Your instructions: Show all lines from the records below in which the string "background" is present.

Data:
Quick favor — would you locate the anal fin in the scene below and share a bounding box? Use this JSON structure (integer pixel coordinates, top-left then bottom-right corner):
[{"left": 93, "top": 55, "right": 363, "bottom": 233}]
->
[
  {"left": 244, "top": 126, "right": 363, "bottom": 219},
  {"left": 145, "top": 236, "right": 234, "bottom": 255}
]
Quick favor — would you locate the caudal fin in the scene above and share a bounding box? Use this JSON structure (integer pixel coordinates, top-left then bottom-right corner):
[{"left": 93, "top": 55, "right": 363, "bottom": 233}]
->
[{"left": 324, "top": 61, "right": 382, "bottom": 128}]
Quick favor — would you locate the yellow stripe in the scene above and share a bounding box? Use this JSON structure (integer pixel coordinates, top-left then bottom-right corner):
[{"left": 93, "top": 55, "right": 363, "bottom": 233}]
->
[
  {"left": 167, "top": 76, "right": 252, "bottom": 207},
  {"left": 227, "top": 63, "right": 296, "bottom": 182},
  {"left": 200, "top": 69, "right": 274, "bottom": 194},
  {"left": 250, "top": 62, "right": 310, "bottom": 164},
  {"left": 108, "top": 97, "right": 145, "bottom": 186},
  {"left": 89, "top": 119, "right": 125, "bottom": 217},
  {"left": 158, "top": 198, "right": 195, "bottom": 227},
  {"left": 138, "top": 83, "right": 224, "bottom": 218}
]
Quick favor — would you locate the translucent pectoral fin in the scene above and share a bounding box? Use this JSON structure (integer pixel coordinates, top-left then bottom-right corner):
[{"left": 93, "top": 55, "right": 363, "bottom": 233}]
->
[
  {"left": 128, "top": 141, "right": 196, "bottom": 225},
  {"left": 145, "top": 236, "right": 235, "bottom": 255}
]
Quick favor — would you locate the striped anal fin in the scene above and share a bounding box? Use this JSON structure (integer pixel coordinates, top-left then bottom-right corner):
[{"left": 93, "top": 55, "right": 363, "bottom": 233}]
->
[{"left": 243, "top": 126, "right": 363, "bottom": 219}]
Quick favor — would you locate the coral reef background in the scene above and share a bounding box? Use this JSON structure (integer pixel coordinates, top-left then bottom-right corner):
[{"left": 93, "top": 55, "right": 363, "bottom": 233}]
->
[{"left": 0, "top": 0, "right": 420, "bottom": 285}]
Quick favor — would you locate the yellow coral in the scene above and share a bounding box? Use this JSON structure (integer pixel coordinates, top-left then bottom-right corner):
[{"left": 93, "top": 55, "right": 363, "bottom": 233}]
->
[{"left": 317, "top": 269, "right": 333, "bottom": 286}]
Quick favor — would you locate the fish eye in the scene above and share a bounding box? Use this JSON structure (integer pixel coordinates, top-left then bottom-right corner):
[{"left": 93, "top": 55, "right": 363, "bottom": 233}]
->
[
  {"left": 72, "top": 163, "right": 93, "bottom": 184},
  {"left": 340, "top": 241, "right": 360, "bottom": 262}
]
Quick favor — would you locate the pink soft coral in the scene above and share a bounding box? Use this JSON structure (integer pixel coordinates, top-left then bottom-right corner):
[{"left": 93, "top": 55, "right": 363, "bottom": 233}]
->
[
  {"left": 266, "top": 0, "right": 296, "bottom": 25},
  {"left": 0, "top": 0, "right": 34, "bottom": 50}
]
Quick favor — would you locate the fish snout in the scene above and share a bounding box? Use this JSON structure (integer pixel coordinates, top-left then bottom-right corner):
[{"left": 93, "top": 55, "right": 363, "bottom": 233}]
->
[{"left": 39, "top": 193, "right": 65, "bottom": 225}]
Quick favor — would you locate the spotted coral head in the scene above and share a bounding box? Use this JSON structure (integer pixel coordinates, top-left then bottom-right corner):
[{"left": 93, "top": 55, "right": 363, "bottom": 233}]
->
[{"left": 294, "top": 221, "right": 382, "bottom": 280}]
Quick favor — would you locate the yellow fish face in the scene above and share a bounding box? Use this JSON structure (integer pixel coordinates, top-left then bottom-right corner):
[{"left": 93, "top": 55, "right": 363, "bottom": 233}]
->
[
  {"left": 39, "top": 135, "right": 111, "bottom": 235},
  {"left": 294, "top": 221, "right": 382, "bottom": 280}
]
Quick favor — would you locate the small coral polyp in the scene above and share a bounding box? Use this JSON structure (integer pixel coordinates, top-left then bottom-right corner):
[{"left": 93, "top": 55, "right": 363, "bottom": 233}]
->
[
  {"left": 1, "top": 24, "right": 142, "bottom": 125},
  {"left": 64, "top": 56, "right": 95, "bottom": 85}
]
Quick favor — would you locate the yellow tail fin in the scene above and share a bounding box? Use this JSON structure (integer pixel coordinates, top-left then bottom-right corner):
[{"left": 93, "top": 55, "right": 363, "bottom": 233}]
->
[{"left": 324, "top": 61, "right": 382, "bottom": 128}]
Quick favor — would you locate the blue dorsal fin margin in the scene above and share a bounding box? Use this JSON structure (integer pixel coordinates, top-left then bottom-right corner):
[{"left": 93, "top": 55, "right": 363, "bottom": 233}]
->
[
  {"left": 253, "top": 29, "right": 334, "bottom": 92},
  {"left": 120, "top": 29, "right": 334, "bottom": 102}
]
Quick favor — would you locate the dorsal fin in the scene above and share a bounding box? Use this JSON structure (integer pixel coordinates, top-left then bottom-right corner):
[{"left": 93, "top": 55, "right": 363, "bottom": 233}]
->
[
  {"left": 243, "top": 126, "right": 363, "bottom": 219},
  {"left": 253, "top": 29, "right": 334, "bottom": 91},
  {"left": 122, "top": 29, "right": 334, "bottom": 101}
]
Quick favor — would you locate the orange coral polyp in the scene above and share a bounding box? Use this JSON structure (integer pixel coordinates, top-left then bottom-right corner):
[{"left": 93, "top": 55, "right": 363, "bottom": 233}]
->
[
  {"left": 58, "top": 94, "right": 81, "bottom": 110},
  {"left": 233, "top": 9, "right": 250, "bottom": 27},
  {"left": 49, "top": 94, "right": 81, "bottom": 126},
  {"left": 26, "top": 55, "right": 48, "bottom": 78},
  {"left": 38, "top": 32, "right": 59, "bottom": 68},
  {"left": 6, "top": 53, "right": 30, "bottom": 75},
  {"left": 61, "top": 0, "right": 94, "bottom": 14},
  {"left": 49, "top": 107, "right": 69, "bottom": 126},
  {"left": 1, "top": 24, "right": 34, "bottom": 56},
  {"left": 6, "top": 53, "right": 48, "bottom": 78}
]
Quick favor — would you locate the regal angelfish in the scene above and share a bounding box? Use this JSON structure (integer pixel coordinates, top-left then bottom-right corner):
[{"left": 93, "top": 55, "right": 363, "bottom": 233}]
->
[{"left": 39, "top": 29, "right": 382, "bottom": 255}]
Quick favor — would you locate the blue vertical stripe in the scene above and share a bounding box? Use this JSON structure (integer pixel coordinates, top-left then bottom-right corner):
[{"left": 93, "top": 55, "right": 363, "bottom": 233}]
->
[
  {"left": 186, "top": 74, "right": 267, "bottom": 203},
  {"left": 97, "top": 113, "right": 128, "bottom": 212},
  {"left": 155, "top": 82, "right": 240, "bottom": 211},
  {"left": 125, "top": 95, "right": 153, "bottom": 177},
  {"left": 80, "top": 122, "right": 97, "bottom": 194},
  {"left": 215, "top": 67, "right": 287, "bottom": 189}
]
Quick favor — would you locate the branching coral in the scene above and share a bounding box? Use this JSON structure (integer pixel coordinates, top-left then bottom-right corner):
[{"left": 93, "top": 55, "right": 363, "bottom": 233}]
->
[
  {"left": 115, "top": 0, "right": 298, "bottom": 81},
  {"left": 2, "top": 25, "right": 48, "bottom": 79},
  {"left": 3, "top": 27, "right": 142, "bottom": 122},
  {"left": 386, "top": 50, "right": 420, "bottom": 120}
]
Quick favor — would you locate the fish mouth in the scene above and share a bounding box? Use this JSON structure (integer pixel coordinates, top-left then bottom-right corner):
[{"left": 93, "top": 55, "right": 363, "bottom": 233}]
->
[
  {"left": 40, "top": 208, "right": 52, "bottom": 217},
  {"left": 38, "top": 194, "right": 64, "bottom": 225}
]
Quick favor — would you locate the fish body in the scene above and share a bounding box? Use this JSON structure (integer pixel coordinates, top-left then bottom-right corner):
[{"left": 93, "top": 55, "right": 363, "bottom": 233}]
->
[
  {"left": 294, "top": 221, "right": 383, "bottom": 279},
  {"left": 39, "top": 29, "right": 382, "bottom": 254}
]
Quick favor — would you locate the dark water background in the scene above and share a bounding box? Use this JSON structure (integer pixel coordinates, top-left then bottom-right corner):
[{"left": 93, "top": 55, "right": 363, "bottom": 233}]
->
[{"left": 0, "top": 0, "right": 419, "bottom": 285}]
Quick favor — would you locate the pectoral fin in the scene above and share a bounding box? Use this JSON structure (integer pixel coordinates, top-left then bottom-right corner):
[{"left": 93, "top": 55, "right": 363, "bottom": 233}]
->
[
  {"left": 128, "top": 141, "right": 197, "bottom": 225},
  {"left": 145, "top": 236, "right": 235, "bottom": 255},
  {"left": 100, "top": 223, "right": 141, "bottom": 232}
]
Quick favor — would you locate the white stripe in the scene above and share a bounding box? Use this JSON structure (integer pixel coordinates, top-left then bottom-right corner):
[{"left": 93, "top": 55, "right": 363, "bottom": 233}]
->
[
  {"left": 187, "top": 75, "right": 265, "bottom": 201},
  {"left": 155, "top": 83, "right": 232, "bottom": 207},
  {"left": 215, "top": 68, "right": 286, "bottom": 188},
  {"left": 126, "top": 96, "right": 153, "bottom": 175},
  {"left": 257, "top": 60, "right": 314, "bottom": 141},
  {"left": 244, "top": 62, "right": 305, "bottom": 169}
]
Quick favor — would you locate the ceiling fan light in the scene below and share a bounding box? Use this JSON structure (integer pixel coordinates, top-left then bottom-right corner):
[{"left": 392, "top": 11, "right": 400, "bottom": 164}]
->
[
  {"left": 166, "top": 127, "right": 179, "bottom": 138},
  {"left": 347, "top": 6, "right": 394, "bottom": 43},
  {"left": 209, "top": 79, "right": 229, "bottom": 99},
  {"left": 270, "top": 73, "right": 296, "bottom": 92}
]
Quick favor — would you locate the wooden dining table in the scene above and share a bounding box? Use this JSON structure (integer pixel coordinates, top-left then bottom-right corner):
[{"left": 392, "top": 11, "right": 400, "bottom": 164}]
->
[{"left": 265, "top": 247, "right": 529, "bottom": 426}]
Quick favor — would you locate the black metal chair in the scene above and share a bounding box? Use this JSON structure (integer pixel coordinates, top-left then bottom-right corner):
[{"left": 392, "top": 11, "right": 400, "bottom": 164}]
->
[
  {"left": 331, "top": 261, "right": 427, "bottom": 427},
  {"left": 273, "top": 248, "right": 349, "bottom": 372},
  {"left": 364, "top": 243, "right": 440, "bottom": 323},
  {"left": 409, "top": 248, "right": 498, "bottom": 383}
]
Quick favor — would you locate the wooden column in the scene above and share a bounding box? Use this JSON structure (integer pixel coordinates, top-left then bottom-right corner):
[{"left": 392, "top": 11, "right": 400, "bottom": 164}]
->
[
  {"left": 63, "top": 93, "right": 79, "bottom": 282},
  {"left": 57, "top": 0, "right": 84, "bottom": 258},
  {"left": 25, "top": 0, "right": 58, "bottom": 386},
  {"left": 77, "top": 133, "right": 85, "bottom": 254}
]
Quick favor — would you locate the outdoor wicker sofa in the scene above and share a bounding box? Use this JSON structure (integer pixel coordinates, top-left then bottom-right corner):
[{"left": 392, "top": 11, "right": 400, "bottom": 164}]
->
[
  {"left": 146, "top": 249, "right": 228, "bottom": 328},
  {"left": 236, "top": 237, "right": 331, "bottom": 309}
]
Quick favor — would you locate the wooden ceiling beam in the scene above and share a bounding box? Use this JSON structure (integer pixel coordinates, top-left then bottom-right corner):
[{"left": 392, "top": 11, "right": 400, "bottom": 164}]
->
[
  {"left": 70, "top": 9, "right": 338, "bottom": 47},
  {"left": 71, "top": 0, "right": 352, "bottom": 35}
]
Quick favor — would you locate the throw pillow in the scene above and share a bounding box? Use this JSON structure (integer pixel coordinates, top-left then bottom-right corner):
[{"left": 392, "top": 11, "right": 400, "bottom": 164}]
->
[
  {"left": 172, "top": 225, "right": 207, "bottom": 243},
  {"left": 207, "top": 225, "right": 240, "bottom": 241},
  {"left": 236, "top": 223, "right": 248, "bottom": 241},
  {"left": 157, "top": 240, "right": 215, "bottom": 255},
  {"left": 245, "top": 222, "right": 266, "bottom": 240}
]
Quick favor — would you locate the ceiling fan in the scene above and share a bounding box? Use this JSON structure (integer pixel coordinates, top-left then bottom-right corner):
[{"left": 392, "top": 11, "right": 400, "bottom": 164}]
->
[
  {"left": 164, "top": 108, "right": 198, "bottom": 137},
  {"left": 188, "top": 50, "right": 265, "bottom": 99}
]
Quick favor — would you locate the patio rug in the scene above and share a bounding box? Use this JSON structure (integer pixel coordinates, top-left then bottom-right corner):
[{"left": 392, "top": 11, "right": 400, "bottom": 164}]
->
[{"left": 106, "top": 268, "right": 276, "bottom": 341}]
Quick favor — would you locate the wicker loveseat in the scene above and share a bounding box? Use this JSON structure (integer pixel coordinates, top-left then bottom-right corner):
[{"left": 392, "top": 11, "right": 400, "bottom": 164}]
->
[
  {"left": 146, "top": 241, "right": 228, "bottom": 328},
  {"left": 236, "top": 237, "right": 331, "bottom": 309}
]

Reply to the exercise:
Quick favor — would you locate the coral reef background in the scene above and share a bounding box? Use this JSON structure (integer pixel coordinates, top-left then bottom-right corner):
Quick favor — would you locate the dark water background in the scene above and share a bounding box? Use this JSON structure (integer pixel coordinates, top-left then bottom-right corner):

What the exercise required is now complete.